[Referring expression data]
○ ○ ○ ○ ○ ○ ○

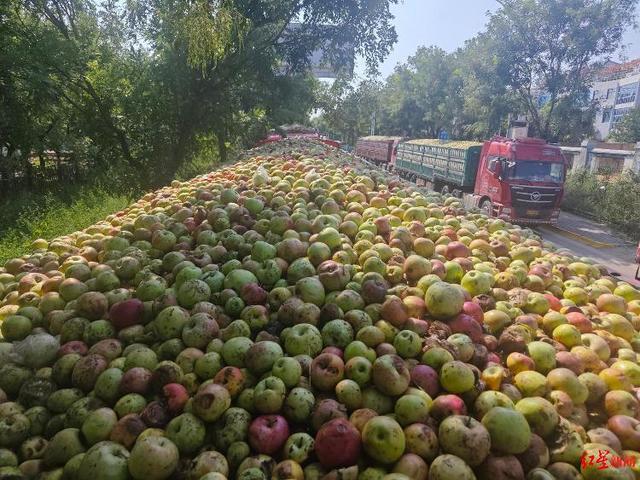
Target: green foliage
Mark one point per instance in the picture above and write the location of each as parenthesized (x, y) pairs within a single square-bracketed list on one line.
[(607, 198), (627, 130), (135, 86), (548, 46), (27, 216), (533, 59)]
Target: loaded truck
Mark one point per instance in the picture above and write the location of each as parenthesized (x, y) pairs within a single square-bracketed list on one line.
[(378, 149), (297, 132), (521, 180)]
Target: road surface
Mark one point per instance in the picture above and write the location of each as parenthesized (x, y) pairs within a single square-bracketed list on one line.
[(587, 238)]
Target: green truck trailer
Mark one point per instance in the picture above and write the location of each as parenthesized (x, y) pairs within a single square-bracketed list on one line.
[(442, 164)]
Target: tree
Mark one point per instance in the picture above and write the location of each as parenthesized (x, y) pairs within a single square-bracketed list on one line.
[(145, 85), (487, 101), (422, 96), (548, 46), (627, 130), (347, 110)]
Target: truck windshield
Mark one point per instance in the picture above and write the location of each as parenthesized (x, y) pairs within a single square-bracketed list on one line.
[(535, 171)]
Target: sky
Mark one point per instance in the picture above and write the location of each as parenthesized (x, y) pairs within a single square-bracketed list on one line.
[(447, 24)]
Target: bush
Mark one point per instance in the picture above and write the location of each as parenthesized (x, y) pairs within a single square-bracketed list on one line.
[(30, 215), (611, 199)]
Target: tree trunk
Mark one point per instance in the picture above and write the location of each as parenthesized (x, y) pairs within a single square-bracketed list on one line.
[(222, 144)]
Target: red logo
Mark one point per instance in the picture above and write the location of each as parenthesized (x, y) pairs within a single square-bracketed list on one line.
[(604, 460)]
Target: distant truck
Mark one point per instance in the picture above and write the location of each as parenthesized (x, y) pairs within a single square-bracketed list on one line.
[(378, 149), (297, 132), (520, 180)]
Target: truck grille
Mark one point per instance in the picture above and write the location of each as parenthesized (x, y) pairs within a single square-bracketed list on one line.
[(534, 197)]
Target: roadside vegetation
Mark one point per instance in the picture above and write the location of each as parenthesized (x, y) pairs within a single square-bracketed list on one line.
[(611, 199)]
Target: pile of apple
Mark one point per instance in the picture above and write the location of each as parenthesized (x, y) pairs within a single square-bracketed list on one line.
[(301, 316)]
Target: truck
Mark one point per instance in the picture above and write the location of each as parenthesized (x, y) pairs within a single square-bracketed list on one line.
[(521, 180), (297, 132), (378, 149)]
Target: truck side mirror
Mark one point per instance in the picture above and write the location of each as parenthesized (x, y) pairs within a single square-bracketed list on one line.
[(497, 169)]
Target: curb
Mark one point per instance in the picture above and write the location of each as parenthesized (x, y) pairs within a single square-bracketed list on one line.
[(580, 238)]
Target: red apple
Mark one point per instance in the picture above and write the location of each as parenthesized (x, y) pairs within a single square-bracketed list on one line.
[(268, 433), (338, 444)]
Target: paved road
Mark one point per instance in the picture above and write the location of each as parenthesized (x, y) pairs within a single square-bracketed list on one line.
[(588, 238)]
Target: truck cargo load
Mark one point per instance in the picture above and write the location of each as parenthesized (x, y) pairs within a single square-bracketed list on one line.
[(441, 163), (378, 149), (521, 180)]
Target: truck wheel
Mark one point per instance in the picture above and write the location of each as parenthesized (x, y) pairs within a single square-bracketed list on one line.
[(487, 208)]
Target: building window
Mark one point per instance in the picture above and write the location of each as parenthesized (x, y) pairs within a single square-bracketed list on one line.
[(627, 93), (618, 113)]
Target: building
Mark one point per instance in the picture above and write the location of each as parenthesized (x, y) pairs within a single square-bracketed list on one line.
[(615, 88)]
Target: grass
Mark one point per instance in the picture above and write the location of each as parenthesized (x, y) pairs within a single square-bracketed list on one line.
[(28, 215), (611, 199)]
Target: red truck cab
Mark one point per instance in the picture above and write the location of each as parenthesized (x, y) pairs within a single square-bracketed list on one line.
[(520, 180)]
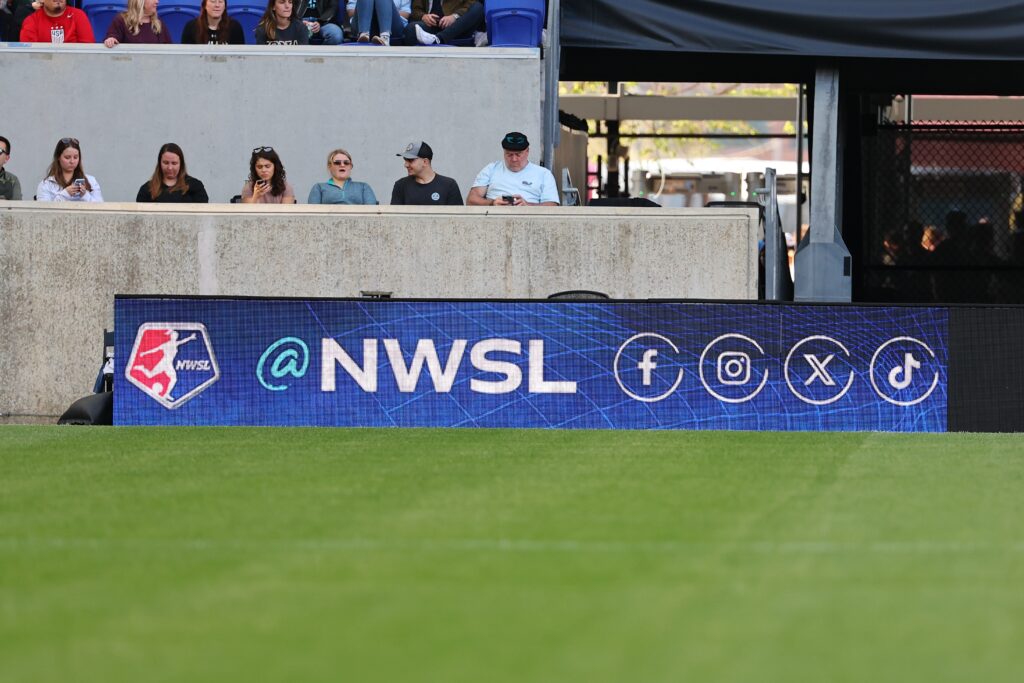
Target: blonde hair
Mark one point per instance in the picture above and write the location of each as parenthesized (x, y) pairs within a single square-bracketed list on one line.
[(133, 17)]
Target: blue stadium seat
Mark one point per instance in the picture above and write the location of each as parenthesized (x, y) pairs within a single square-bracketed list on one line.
[(515, 23), (176, 15), (100, 13), (248, 14)]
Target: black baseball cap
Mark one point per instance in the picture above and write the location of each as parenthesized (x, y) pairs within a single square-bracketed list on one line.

○ ○ ○ ○ ○ ○ ○

The problem: All of the entries, apart from the pictures, must be returned exactly.

Response:
Target: green foliage
Mark one point per instance in the picture above and write the location of each as parenthesized (x, y) pairs within a single square-bracketed list on one line.
[(607, 198), (627, 130), (135, 86), (548, 46), (27, 216), (533, 59)]
Target: loaded truck
Mark one point per instance in the picture above and write the location of each as parenthesized (x, y) pairs within a single square-bracketed list on one line.
[(378, 149), (297, 132), (521, 180)]
Target: road surface
Mark one point per instance in the picture above and write the location of each as parenthesized (x, y) pairs within a single square-bracketed list on one line.
[(587, 238)]
Target: green truck trailer
Mark one point per instance in the picture above and write the location of each as parenthesized (x, y) pairs within a single square-bracketed list on one line.
[(442, 164)]
Target: tree
Mark one point per instance in the picture above and write the location of each as parenthesized (x, y) pairs within a single square-bracketed list on one line.
[(145, 85), (487, 101), (422, 96), (548, 46), (627, 130), (347, 110)]
Target: truck windshield
Mark one point per instance in the picture above and write the location of each as parenthesized (x, y) pairs within a single square-bracketed list on one line.
[(535, 171)]
Target: sky
Mark one point per instance in the picture above and write the location of each as parenthesized (x, y) pairs within a single square-bracketed list on one line.
[(447, 24)]
Target: bush
Mark one point per instance in the picture above and write the location of each as parenthesized (x, y) pairs within a single square-bracketed list on one line.
[(30, 215), (611, 199)]
Target: tree trunk
Mark one point per instance in the picture above and write the location of each as parenthesized (x, y) pairs within a single square-bracketed list on one line.
[(222, 144)]
Target: red logo
Mark one point per instance in the picture above and write the location of each as parenthesized (x, y) pairs within a single square-bracketed list on one line.
[(604, 460)]
Target: distant truck
Mark one point per instance in the picture above and write the location of each as parenthesized (x, y) pairs within a single square-bracketed list on one line.
[(378, 149), (297, 132), (520, 180)]
Target: truck grille
Mark one point per instance in the picture above and write the location of each as parenthesized (x, y) pairs within a single square-bracketed list on one line.
[(534, 197)]
Target: roadside vegetation
Mark one point per instance in the picture above and write the location of each as parenthesized (x, y) pairs within a single square-bracketed list on one line.
[(611, 199)]
Target: pile of apple
Mark one point per instance in the picture above and write the location of each as parenthesized (x, y) pairs within a single square-bracketed list on one line.
[(301, 316)]
Target: truck
Mark one point per instance in the picture above and write the location of each as parenthesized (x, y) pairs within a single square-bracketed list on one line.
[(521, 180), (297, 132), (378, 149)]
Target: truck side mirror
Mark one point per instance in the picture above and write the location of each as parenthesized (x, y) pairs within a single square-bracketed list on one line.
[(497, 169)]
Target: curb
Mark one point per instance in the picture above and write the location of each as parenthesized (x, y) pairs within a single square-bracketed list on one line.
[(580, 238)]
Target: red apple
Mark one point per instance in the picture above and write the location of each as parenthesized (x, y) pairs within a single square-bracketed list on one line.
[(268, 433), (338, 444)]
Target: paved road
Mark one point per instance in the picture above and write the location of each as parenthesized (x, y) pairs within a single square-bracketed list on one line.
[(588, 238)]
Target: truck cargo load
Mark one point per instance in the picture above and write the location of each as parenthesized (x, y) pairs within a single square-bracketed list on one line.
[(441, 163), (378, 149), (521, 180)]
Target: truck wheel
Mark one point per instance in the picture above and write the location of each as parenthesized (x, y) pairs within a single square-bracketed list on one line.
[(487, 208)]
Target: building window
Mark one point per instance in the picture above and write the location of each as parenthesized (x, y) pairs within a single square-bracketed list on one line.
[(627, 93), (618, 113)]
Target: building
Mark one point per instance in the picture above and write the location of each as parenthesized (x, y) pairs within a single square-bracketed list on one line.
[(615, 88)]
Target: grass
Mark one point per instance in the picture above and write the location of each as parenthesized (x, y) pairs within a single square-bracketed list on one line.
[(28, 215), (611, 199)]
Target: red truck cab
Mark one point per instance in the picture above and write the location of each as parenthesized (x, y) pairs within a single square-bracketed list on one line.
[(520, 180)]
Target: blonde hair
Mark one point per instance in the picture above and write the location of each as parenthesized (x, y) pairs within a single square-bracketed list on one line.
[(133, 17)]
Target: blue stadium seat
Mark one point per instance in the picture above and write the location of each as parenthesized (x, y) pairs within a single square-bracketed list on one line.
[(515, 23), (176, 15), (100, 13), (248, 14)]
Target: black baseball cap
Mark one point per instance in the picture above and write the location of each as parenthesized (x, y) pairs within a single square-bracketed list on one line.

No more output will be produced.